## start

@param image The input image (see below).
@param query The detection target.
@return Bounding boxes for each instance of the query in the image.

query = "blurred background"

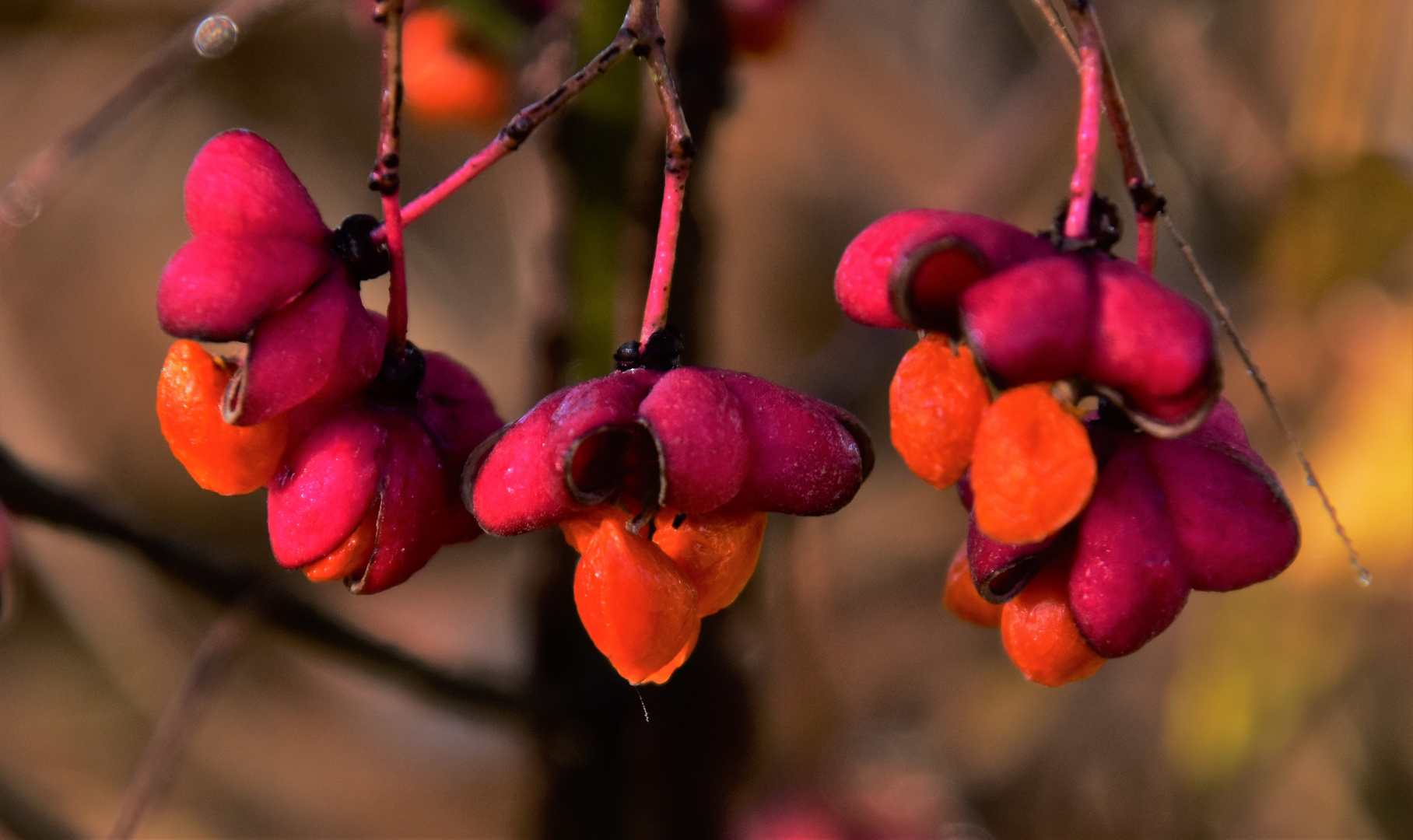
[0,0,1413,840]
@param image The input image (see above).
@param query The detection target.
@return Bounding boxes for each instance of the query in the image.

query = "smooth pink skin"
[962,256,1099,386]
[466,388,577,537]
[359,412,461,594]
[414,353,503,542]
[1070,437,1190,656]
[234,271,386,425]
[1143,400,1300,592]
[157,233,334,341]
[718,371,864,516]
[833,210,1054,329]
[1081,258,1215,424]
[185,128,329,244]
[637,367,750,514]
[265,409,387,569]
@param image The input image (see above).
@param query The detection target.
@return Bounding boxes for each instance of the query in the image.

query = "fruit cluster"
[157,131,500,593]
[835,202,1299,684]
[465,331,873,684]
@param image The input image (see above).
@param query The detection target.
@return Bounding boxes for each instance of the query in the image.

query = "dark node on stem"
[329,213,393,282]
[367,341,426,405]
[1129,180,1167,219]
[1048,194,1124,254]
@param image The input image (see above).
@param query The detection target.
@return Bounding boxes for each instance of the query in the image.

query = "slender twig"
[107,604,254,840]
[373,28,637,243]
[629,0,695,345]
[0,446,547,723]
[367,0,407,350]
[0,0,294,246]
[1037,0,1373,586]
[1163,220,1373,586]
[1064,11,1103,240]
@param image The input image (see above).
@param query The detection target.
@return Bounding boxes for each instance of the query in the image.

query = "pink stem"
[1134,213,1157,274]
[1064,26,1103,239]
[639,170,687,345]
[383,192,407,352]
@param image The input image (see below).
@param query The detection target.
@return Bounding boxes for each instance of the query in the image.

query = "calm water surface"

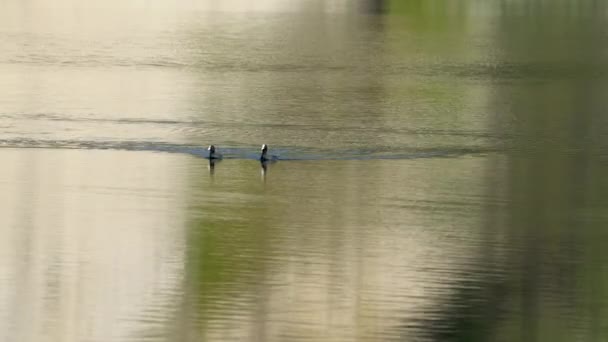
[0,0,608,342]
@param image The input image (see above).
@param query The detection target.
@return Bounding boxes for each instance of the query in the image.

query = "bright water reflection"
[0,0,608,341]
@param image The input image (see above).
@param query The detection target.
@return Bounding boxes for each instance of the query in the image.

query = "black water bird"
[207,145,222,160]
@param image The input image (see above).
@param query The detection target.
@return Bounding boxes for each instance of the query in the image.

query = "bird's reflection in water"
[260,161,268,182]
[207,159,218,176]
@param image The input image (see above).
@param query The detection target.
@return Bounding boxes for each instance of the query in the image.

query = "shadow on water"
[424,1,608,341]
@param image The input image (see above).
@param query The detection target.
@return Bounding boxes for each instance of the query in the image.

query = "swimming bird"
[260,144,279,162]
[207,145,222,160]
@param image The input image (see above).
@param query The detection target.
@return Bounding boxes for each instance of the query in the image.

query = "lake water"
[0,0,608,342]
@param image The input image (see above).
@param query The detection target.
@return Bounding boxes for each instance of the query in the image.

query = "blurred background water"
[0,0,608,341]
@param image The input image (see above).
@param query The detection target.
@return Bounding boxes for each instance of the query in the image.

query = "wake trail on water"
[0,139,500,161]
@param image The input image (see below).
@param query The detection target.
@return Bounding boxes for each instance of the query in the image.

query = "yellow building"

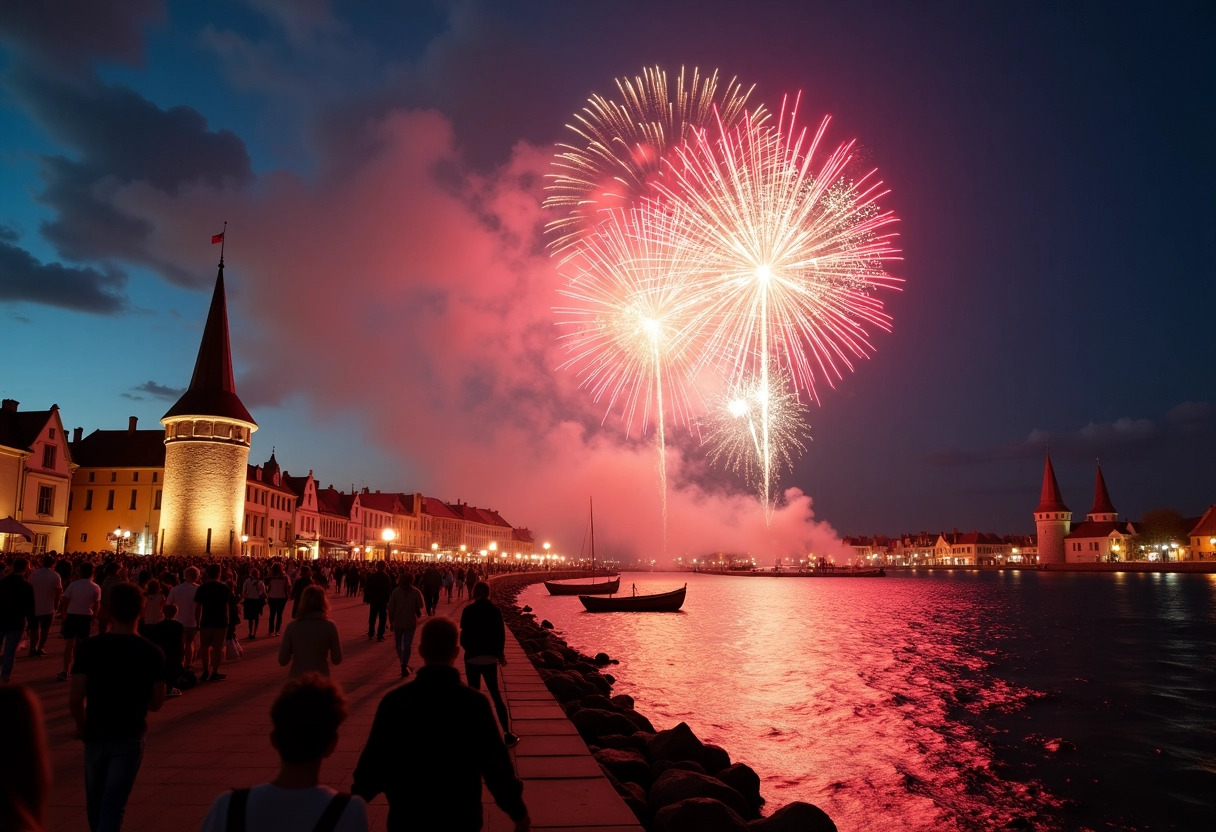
[0,399,75,555]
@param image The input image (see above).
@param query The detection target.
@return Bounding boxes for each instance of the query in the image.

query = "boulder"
[700,742,731,774]
[651,798,748,832]
[649,723,705,763]
[545,674,582,702]
[748,800,837,832]
[604,690,634,710]
[570,708,637,743]
[715,763,764,813]
[596,748,651,788]
[647,769,756,819]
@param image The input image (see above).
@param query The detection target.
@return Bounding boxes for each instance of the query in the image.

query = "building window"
[38,485,55,515]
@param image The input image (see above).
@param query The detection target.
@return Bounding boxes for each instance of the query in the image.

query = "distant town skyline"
[0,0,1216,557]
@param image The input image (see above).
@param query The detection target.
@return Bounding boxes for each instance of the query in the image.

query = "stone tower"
[157,257,258,557]
[1035,454,1070,563]
[1085,462,1119,523]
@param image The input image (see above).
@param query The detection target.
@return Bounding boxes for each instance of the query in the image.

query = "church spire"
[1035,452,1069,512]
[164,255,257,426]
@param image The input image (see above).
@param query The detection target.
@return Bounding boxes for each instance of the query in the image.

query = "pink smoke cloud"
[120,104,848,563]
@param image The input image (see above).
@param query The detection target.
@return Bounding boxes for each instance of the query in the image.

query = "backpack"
[226,788,350,832]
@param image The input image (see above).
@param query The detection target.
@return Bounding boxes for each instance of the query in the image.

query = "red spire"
[1035,454,1069,512]
[1090,463,1119,515]
[164,260,257,425]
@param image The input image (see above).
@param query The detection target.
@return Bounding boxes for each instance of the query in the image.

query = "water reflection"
[520,570,1216,830]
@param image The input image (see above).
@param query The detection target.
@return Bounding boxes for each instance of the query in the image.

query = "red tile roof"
[1035,454,1069,513]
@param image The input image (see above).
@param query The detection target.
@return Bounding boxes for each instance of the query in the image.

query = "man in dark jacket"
[0,557,34,682]
[364,561,393,641]
[350,618,531,832]
[460,580,519,748]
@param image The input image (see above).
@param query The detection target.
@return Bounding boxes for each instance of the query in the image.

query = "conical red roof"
[164,262,257,425]
[1090,465,1119,515]
[1035,454,1069,512]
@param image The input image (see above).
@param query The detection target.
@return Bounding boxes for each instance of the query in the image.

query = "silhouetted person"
[199,671,367,832]
[68,583,164,832]
[350,618,531,832]
[460,580,519,748]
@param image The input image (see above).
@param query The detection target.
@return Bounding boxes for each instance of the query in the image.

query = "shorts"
[198,626,227,650]
[63,613,92,639]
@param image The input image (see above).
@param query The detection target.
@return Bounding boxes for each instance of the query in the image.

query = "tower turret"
[1085,462,1119,523]
[1035,454,1073,563]
[158,255,258,556]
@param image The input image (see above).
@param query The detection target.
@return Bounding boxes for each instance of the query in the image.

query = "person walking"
[0,557,34,682]
[165,567,198,669]
[364,561,393,641]
[350,618,531,832]
[460,580,519,748]
[198,676,367,832]
[278,586,342,679]
[29,555,63,658]
[388,572,424,679]
[56,561,101,681]
[266,563,292,635]
[241,569,266,641]
[195,563,236,681]
[68,583,164,832]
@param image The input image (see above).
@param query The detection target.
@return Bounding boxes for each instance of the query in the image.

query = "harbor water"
[518,570,1216,832]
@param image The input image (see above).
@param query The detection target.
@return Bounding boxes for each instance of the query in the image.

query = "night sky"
[0,0,1216,555]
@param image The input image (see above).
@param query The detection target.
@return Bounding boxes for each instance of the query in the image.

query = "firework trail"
[545,67,751,254]
[556,208,699,538]
[655,99,899,511]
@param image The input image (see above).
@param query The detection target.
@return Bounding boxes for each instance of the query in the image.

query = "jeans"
[393,629,413,668]
[84,737,143,832]
[367,603,388,639]
[465,662,511,732]
[0,629,26,679]
[266,598,287,633]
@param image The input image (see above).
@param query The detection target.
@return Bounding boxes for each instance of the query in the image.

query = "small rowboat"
[579,584,688,612]
[545,578,620,595]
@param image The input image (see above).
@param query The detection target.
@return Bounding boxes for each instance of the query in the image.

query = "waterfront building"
[1187,505,1216,561]
[0,399,75,555]
[1064,465,1136,563]
[157,259,258,557]
[1035,454,1073,563]
[67,416,164,555]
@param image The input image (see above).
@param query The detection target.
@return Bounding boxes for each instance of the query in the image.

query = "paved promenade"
[21,583,641,832]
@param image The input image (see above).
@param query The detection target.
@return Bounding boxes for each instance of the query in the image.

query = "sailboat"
[545,497,620,595]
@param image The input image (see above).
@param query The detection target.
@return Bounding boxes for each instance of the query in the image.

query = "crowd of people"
[0,553,547,832]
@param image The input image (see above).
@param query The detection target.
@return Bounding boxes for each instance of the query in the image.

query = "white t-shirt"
[63,578,101,615]
[29,567,63,615]
[198,783,367,832]
[164,581,198,626]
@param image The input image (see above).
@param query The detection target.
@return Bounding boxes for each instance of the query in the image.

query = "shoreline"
[490,570,837,832]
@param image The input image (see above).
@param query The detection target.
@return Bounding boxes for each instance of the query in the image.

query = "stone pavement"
[13,581,641,832]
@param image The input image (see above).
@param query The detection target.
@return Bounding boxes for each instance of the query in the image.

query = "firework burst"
[545,67,751,253]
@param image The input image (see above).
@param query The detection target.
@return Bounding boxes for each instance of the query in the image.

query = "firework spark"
[545,67,751,253]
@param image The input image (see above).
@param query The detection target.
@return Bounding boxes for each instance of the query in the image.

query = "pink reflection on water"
[519,573,1051,831]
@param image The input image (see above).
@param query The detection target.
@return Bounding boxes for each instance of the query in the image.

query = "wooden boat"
[579,584,688,612]
[545,497,620,595]
[545,578,620,595]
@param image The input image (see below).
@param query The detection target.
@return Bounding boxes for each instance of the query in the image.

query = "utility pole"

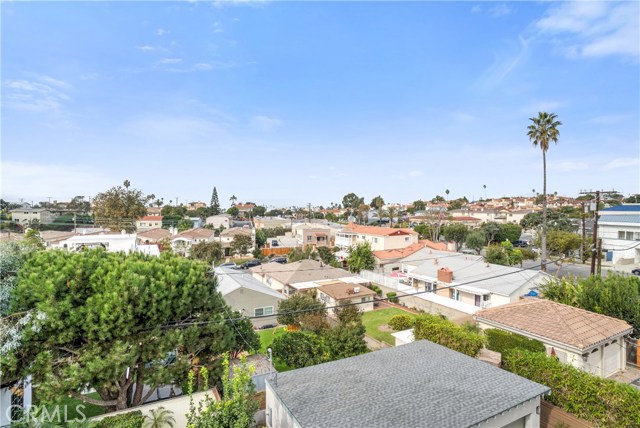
[591,190,600,275]
[580,202,587,264]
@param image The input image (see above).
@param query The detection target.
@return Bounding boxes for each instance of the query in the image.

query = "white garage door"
[584,348,600,376]
[604,340,620,376]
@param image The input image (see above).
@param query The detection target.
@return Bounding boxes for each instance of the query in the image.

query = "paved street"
[522,260,638,278]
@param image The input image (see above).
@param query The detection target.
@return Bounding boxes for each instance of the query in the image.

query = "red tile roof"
[140,215,162,221]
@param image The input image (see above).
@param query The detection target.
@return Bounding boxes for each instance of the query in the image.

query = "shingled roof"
[267,340,549,428]
[475,298,633,351]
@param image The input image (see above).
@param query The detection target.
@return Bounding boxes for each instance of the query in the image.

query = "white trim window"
[253,306,273,317]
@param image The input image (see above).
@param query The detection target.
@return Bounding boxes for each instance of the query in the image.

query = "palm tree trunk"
[540,150,547,272]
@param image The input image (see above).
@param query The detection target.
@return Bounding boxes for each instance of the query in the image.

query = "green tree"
[325,305,368,360]
[444,223,469,251]
[271,331,329,369]
[480,221,500,245]
[227,311,260,358]
[142,407,176,428]
[189,242,224,264]
[186,356,259,428]
[494,223,522,242]
[93,180,153,233]
[347,242,376,273]
[369,195,384,210]
[484,241,524,266]
[252,205,267,217]
[256,229,267,248]
[278,293,327,327]
[411,199,427,211]
[464,230,487,254]
[231,233,253,256]
[2,250,235,410]
[527,112,562,272]
[209,186,220,215]
[176,218,193,232]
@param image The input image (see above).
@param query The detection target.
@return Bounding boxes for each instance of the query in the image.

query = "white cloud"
[536,1,640,60]
[549,161,589,172]
[251,115,283,131]
[487,3,512,18]
[3,76,71,114]
[158,58,182,64]
[602,157,640,171]
[2,161,113,202]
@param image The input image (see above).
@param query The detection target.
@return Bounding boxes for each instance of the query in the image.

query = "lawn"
[362,308,417,345]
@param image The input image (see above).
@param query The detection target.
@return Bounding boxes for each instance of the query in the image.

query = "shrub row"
[502,349,640,427]
[413,314,485,357]
[95,410,144,428]
[389,315,415,330]
[484,328,546,354]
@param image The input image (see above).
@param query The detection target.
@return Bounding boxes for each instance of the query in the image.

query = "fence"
[540,400,593,428]
[358,270,400,290]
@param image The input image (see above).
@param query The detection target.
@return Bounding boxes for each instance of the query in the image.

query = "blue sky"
[1,1,640,206]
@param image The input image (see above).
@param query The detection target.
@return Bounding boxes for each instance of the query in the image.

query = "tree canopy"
[2,250,235,409]
[347,242,376,272]
[93,180,155,233]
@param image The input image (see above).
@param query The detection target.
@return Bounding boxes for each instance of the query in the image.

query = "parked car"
[216,262,238,269]
[240,259,262,269]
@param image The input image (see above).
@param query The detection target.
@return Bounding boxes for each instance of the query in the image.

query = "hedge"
[388,315,415,330]
[95,410,144,428]
[387,291,400,303]
[484,328,546,354]
[413,315,485,357]
[503,350,640,427]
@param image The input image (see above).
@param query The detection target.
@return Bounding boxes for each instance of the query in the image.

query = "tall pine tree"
[209,187,220,215]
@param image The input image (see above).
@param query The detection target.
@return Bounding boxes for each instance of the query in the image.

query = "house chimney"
[438,267,453,284]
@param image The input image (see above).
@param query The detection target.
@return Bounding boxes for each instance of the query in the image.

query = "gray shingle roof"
[269,340,549,428]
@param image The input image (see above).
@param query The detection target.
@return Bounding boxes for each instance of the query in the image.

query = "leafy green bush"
[503,350,640,427]
[389,315,414,330]
[413,314,485,357]
[484,328,547,354]
[96,410,144,428]
[387,291,400,303]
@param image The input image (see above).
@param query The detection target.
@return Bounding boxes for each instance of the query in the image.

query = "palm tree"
[527,112,562,272]
[142,407,176,428]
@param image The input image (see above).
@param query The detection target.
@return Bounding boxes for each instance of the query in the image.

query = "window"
[253,306,273,317]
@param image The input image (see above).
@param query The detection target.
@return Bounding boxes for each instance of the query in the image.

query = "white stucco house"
[598,204,640,264]
[475,298,633,377]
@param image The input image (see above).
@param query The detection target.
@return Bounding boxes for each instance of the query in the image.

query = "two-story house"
[335,223,418,251]
[598,204,640,264]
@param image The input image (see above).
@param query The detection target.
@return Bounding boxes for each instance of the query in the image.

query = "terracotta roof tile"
[476,298,633,350]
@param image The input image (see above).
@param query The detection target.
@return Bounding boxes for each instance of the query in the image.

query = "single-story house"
[475,298,633,377]
[266,340,550,428]
[215,263,286,328]
[250,260,356,295]
[317,281,376,314]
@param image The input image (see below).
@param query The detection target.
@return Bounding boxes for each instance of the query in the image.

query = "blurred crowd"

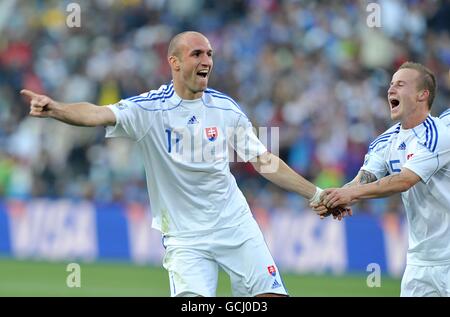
[0,0,450,214]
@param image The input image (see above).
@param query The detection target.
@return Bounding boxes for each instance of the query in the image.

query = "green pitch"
[0,258,400,296]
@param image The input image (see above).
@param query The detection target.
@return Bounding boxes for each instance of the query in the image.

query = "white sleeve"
[361,147,389,179]
[403,135,450,183]
[231,115,267,162]
[106,100,151,141]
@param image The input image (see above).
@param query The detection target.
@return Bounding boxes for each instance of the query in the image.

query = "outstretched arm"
[252,152,317,199]
[252,152,351,220]
[322,168,420,208]
[20,89,116,127]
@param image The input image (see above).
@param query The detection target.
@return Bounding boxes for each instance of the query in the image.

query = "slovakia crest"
[205,127,219,142]
[267,265,277,276]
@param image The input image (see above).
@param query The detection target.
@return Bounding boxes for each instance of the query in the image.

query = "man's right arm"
[20,89,116,127]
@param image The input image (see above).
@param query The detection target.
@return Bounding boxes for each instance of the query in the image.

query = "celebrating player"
[22,32,348,296]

## end

Pull out every line of the listing above that contains the word "white", and copy each of those lines in full.

query = "white t-shirt"
query = "white garage door"
query = "white trim window"
query = "white cloud"
query = "white stucco house"
query = "white sleeve"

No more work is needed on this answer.